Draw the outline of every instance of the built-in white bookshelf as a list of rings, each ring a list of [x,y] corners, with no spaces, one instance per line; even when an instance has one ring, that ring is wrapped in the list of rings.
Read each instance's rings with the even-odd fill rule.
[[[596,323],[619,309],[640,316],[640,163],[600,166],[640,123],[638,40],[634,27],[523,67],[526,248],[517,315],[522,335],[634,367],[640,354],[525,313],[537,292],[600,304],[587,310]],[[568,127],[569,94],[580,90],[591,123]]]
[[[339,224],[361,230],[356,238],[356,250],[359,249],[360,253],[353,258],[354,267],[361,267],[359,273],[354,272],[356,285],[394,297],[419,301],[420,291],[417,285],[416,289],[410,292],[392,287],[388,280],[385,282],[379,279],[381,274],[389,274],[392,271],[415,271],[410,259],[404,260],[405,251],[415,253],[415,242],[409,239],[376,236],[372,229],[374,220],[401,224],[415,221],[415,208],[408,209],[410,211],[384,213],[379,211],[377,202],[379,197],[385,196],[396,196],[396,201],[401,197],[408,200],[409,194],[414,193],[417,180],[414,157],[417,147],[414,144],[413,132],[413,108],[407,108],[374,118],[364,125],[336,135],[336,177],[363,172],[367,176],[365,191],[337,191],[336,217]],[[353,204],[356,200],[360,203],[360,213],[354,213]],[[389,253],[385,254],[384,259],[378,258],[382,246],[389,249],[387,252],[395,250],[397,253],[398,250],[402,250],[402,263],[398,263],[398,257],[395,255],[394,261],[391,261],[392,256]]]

- - - -

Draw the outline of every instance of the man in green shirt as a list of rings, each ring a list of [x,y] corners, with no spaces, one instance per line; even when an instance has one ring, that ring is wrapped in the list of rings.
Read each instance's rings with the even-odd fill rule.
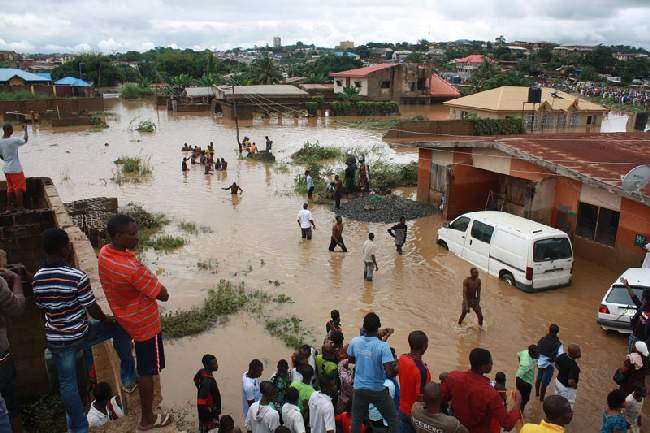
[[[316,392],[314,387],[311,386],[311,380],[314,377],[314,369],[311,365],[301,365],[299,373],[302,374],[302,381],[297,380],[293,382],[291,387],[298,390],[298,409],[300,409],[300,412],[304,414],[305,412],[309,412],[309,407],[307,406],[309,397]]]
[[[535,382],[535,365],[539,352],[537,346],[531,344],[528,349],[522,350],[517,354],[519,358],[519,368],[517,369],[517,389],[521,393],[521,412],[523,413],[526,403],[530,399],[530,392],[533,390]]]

- - - -

Activity: Filter the records above down to the lines containing "list".

Finished exercise:
Draw the outline of every instance of the built-in white bookshelf as a list of rings, each ring a list of [x,y] corners, with no spaces, one instance per line; even when an instance has one ring, that ring is wrapped in the list of rings.
Draw the outline of every instance of the man in green shirt as a list of rings, each ring a list of [x,y] corners, with no spaces, one instance per line; even when an instance has one ring, that ring is wrapped in the list of rings.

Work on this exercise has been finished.